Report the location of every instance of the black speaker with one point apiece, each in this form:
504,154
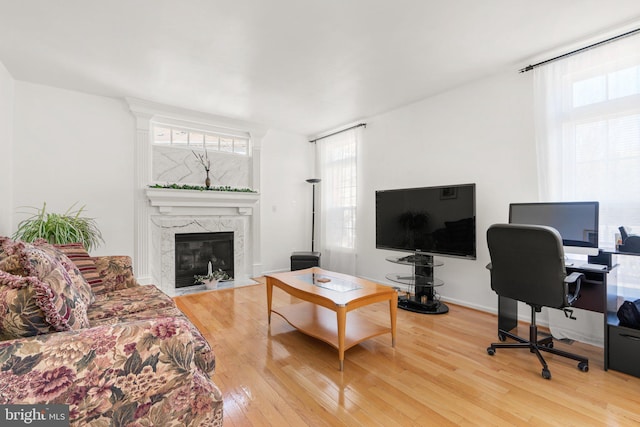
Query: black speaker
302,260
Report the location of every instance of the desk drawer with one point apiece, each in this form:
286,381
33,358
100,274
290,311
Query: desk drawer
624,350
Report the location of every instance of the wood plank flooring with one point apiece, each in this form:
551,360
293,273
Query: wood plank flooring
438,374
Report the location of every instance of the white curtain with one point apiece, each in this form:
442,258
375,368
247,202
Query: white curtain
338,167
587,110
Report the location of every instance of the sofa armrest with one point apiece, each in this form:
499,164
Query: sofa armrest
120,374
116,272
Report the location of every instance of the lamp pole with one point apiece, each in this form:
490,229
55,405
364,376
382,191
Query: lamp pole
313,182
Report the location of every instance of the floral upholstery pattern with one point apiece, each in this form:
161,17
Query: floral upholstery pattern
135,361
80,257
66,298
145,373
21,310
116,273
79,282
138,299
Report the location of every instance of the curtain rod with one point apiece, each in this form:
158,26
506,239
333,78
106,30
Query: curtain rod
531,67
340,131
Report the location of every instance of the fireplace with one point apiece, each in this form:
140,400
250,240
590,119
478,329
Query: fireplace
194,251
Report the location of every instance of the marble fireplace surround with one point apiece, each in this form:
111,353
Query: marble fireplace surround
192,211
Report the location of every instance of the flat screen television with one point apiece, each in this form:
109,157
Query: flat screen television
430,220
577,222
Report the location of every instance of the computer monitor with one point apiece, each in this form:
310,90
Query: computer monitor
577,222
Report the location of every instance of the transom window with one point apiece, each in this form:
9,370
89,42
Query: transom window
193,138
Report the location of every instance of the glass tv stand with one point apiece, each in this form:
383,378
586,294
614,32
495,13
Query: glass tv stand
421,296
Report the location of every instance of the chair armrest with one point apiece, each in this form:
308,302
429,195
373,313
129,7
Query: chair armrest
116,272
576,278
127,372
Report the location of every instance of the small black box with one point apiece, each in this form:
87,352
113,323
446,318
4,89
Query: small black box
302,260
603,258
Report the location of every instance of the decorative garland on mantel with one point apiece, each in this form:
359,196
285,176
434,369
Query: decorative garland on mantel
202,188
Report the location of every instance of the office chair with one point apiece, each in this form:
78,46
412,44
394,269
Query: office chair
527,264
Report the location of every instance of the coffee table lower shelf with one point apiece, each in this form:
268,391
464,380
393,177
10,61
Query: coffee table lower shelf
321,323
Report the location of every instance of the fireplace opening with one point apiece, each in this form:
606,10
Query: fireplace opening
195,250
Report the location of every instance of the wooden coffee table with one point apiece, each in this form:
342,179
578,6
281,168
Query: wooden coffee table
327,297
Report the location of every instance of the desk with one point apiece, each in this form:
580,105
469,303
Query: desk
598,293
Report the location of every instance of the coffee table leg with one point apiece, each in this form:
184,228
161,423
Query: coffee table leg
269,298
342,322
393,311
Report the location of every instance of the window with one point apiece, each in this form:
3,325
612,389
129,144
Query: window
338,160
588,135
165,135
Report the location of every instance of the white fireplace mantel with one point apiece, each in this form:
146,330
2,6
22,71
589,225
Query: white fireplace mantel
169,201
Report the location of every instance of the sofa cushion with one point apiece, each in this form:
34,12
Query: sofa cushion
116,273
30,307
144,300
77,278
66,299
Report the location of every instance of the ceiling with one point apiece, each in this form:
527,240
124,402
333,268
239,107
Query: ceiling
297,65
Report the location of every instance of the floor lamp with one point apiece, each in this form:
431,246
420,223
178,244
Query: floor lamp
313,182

_ _ _

### WHAT IS BEING ASKED
Output the line bearing "Query: ceiling" along with all the lines after it through the end of the entries, exactly, and no other lines.

### TASK SOLUTION
Query: ceiling
297,65
Report the location of every instance of the floor lamp with one point apiece, each in this form:
431,246
420,223
178,244
Query: floor lamp
313,182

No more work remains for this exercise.